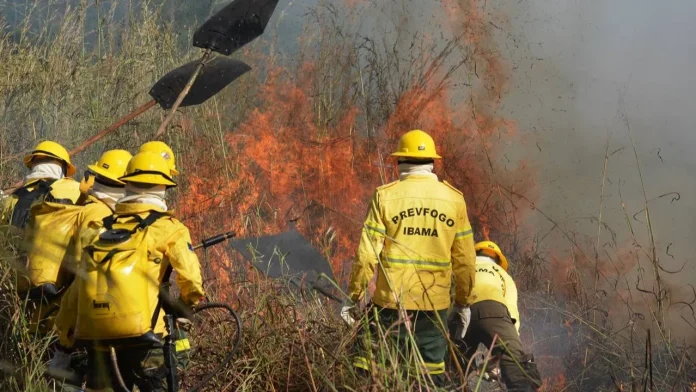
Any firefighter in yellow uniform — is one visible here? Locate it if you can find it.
[453,241,541,392]
[341,130,475,385]
[0,141,76,229]
[12,141,81,328]
[49,150,133,370]
[60,152,204,392]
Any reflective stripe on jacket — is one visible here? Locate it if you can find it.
[471,256,520,332]
[349,175,475,310]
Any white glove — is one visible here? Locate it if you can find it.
[453,304,471,339]
[48,350,70,370]
[341,305,355,326]
[176,317,193,332]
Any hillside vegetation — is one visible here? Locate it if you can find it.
[0,0,696,391]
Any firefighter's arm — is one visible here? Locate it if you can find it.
[55,284,78,347]
[348,193,387,302]
[505,275,520,333]
[0,193,17,225]
[166,226,205,306]
[452,200,476,305]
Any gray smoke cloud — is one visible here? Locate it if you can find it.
[490,0,696,337]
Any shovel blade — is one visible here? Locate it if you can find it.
[193,0,278,56]
[229,230,334,296]
[150,57,251,109]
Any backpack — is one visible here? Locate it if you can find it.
[10,179,56,229]
[73,211,166,345]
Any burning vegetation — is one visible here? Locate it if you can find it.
[0,0,696,392]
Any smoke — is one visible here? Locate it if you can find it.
[489,0,696,337]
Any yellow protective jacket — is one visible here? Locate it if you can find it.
[19,178,82,291]
[0,177,75,225]
[349,174,475,310]
[471,256,520,332]
[56,203,205,346]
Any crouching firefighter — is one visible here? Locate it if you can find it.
[61,152,204,392]
[450,241,541,392]
[341,130,475,385]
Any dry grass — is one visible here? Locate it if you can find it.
[0,0,696,391]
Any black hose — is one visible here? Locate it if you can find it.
[188,302,242,392]
[109,346,131,392]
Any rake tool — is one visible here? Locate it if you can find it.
[155,0,278,138]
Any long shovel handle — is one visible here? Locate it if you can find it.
[3,99,157,193]
[155,49,213,139]
[68,99,157,156]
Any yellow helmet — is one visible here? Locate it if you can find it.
[87,150,133,185]
[120,152,176,188]
[24,140,75,177]
[474,241,508,271]
[392,129,442,159]
[138,141,179,176]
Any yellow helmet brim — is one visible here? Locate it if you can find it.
[120,171,176,188]
[391,151,442,159]
[87,165,126,185]
[24,151,77,177]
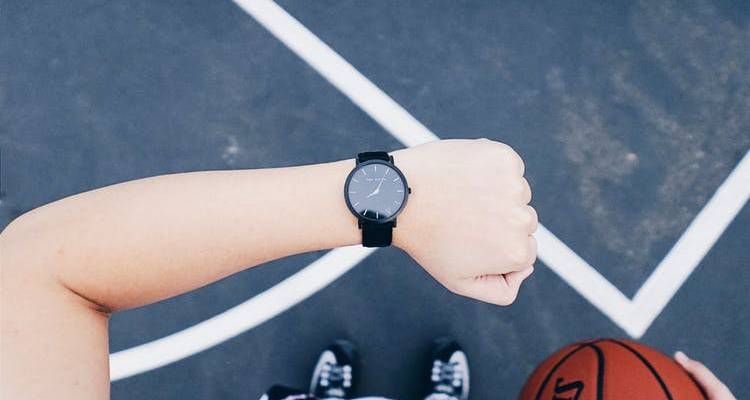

_____

◆ **Exercise details**:
In the listing, take the lines starting with the one containing "Any shovel blade" and going on through the one containing "[56,203,205,346]", and rewrite them with "backpack" changed to "rucksack". Keep every other part of those lines the same, and return only those lines.

◆ **Task result**:
Any shovel blade — is one visible here? Locate it if you can find it.
[193,0,278,56]
[229,230,334,296]
[150,57,251,109]
Any rucksack — is one visible here? Locate it if you can find it.
[10,179,56,229]
[73,211,166,345]
Any burning vegetation — is one visible here? Locate it if you can find it.
[0,0,696,392]
Any smoke — is one visible here? Locate it if you can find it.
[489,0,696,337]
Any yellow protective jacket — is one visible here? Locate it if you can find it.
[19,178,82,291]
[0,177,75,225]
[349,174,475,310]
[471,256,520,332]
[56,203,205,346]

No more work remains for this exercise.